*TASKS TO PERFORM:*
• a. In the article on setting Millennial workers up for success, how many employees did the Gallup Management Journal survey?
• b. Write the next part of the article on setting Millennial workers up for success, starting after its final sentence.

Strategies to Set Millennial Workers Up for Success
Are Millennials really the lost generation when it comes to business and productivity? Are they really entitled, needy, and lazy? Or do we have them all wrong?
Millennials made a poor first impression. But if we as leaders make an effort to understand them better, they can be our most resourceful and productive employees. Once we understand what makes them tick, we can make small adjustments to how we recruit, reward, and train Millennials in the workplace to achieve next-level productivity.
Here are two strategies from my book, “The Millennial Whisperer: The Practical, Profit-Focused Playbook for Working With and Motivating the World’s Largest Generation” that any company can use to boost the productivity levels of Millennials to set up your best Millennial workers for success.
Next-Level Productivity for Millennials
Taking some simple actions that might appear to result in your employees having fewer hours clocked can actually make them far more productive. Encouraging team bonding has resulted in some huge wins at my advertising agency, 22squared, and my colleagues in other industries have reported similar outcomes when they’ve tried such activities. Workplace relationships (platonic ones, of course) generally increase employee engagement. Gallup Management Journalsurveyed 1,003 employees nationwide. Respondents were questioned about their relationships at work. The research showed that engaged employees are much more likely than others to say their organization encourages close friendships at work. Fifty-one percent of employees who strongly agree that their organization encourages close friendships at work also report being “extremely satisfied” with their place of employment.

Entries from an annotation dataset
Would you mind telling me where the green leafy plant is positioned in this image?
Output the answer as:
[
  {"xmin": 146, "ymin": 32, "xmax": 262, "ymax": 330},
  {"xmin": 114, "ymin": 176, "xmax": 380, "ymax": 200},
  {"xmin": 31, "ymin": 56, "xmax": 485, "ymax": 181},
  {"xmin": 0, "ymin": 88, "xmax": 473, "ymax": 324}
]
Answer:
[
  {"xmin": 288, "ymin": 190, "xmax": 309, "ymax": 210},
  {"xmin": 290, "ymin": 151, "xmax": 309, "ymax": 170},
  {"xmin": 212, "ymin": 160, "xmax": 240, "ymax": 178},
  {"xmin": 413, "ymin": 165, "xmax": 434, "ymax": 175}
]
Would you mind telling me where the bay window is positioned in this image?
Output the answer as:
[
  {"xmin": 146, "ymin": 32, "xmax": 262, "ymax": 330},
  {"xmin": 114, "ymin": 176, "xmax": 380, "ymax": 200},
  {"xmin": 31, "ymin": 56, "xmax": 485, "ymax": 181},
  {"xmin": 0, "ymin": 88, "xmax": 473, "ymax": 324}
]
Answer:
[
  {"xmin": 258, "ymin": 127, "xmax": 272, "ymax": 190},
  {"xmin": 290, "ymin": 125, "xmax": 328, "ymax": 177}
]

*WRITTEN ANSWERS:*
• a. 1,003 employees nationwide.

• b.
I’ve talked about mindfulness training. It’s no secret that mindful employees are healthier and more focused. General Mills, Ford, Google, Target, Adobe, Goldman Sachs, Davos…all of these mega-productive companies incorporate mindfulness exercises into their workday. One company, Aetna, estimates that since instituting its mindfulness program, it has saved about $2,000 per employee in health-care costs and gained about $3,000 per employee in productivity. Seeing stats like that inspired me to bring a mindfulness instructor into our department each month, and I can vouch that the positive effects have been worth the minimal cost.
Answering “Let’s” with “By When?”
Years ago, I was at Facebook headquarters with my buddy, Geoff Clawson (who now runs the apparel company Birdwell Beach Britches). We were talking about all of the changes happening in the digital landscape and I told him, “Let’s move some of our budgets around and really push hard with Facebook.” I looked over at him as I was overcome with excitement (passion disorder taking over), and he answered me with “By when?” I then answered with a date.
Geoff instantly made me accountable to an idea or action with one simple question. This technique was one of the influences and pieces of training that Sheryl Sandberg brought to the company as COO, and the results were incredibly impactful. All of us, no matter the generation or how highly aspirational we are, often fail to follow through with ideas, meetings, and commitments. By training our Millennial workforce to answer their “Let’s” with a “By when?” we bring instant accountability.
“We should grab lunch or coffee soon . . .”
See, it works.
Feast of Fools?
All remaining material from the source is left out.